• Your objective
Could you copy each of the rows below word for word, without changing anything?

(Extracted data rows)
(begin)
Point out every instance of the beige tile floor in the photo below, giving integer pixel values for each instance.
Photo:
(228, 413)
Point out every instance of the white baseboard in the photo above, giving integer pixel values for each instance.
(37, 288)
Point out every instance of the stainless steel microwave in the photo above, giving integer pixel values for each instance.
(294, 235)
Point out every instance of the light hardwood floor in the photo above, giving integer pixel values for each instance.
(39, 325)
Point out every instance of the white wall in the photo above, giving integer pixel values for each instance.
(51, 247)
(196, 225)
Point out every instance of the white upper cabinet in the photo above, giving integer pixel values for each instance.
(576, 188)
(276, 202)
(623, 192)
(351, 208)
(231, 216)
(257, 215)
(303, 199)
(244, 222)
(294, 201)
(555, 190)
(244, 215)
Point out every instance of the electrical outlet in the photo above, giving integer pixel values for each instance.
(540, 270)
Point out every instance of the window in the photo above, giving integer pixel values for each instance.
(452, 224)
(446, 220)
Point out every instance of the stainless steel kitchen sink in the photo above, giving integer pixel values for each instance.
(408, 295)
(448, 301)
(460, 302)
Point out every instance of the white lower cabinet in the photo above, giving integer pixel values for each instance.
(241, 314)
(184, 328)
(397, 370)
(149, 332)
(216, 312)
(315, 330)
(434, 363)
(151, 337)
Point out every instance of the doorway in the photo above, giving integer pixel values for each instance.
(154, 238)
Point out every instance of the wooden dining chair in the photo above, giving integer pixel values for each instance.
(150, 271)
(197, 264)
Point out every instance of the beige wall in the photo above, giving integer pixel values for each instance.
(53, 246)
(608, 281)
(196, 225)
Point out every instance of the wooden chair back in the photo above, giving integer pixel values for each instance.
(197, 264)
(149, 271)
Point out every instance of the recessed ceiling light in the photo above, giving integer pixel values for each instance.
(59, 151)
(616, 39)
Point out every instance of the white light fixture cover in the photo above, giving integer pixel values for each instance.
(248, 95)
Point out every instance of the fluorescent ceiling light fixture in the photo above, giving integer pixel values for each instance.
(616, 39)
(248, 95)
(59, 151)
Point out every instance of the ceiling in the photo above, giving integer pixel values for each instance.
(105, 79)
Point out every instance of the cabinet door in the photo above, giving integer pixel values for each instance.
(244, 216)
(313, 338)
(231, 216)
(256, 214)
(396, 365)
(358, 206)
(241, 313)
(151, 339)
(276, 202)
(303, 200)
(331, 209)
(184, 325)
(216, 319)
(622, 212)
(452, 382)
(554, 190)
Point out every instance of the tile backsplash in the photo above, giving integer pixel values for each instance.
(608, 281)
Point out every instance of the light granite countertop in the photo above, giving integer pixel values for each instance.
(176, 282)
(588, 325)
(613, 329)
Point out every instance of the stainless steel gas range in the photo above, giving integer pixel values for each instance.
(end)
• Expected answer
Point out every instance of the beige tile floor in the photo below, giving integer pixel values for each instance.
Photo:
(228, 413)
Point out every instance of the white baseboard in the photo above, giving integer pixel values for each instance.
(37, 288)
Point out every instance of the stainless steel microwave in the photo above, giving integer pixel values for each instance.
(294, 235)
Point out every instance of the light hardwood floor in the photo above, giving integer pixel values for each instance.
(39, 325)
Point out every instance of the white wall in the photo above, giving integer pixel values for each instance.
(51, 247)
(196, 225)
Point out every instance of the white upper cabinet in the photo above, giving integer pixel values for each instance.
(576, 188)
(276, 202)
(623, 192)
(351, 208)
(231, 216)
(257, 215)
(303, 199)
(244, 222)
(294, 201)
(555, 190)
(244, 215)
Point out every instance of the electrical outlet in the photo above, giving integer pixel values for each instance.
(540, 270)
Point out every instance of the window in the photo above, giving integer pixel values for each instance.
(452, 224)
(446, 220)
Point out every instance of the stainless steel kitchen sink in the photo above, giving integer pixel values for each instance.
(408, 295)
(448, 301)
(460, 302)
Point out every instance of the white lower cabinet in the photo above, giving integer pixel values for each instance.
(241, 314)
(184, 328)
(397, 370)
(149, 332)
(216, 312)
(315, 330)
(434, 363)
(151, 337)
Point out every instance of the doorway in the photo above, giving integer pixel values for each instance.
(154, 238)
Point out every instance of the wooden dining chair in the photo above, giving integer pixel values for each instance.
(150, 271)
(197, 264)
Point out every instance of the beige wall in the photo above, giving integer pixel values for each instance.
(53, 246)
(608, 281)
(196, 225)
Point out every instance of the wooden chair back in the photo above, giving integer pixel values for each instance.
(197, 264)
(149, 271)
Point out every instance of the recessed ceiling light in the photo above, giving integer pixel values for each instance.
(59, 151)
(616, 39)
Point out every instance of the white light fixture cover in the photo above, giving integer pixel values for each instance.
(248, 95)
Point out every instance of the fluorescent ceiling light fixture in the photo above, giving integer pixel values for each instance.
(616, 39)
(248, 95)
(59, 151)
Point out every instance of the ceiling in the photo above, giving integer pixel values for each instance.
(105, 79)
Point out every instance of the cabinet door in the photo above, giving integer pixel values for each instance.
(244, 216)
(313, 338)
(231, 216)
(256, 214)
(396, 365)
(358, 206)
(241, 313)
(151, 339)
(276, 202)
(303, 200)
(331, 209)
(184, 325)
(216, 319)
(622, 212)
(452, 382)
(554, 190)
Point out every instance of the tile backsplash in the photo above, giving integer pixel values for each instance.
(608, 281)
Point out every instance of the light granite countertop in the photo above, giving integer pixel values for each instance.
(176, 282)
(588, 325)
(613, 329)
Point out every instance of the stainless steel gas range in the photo above, giving integer pixel values for each instance.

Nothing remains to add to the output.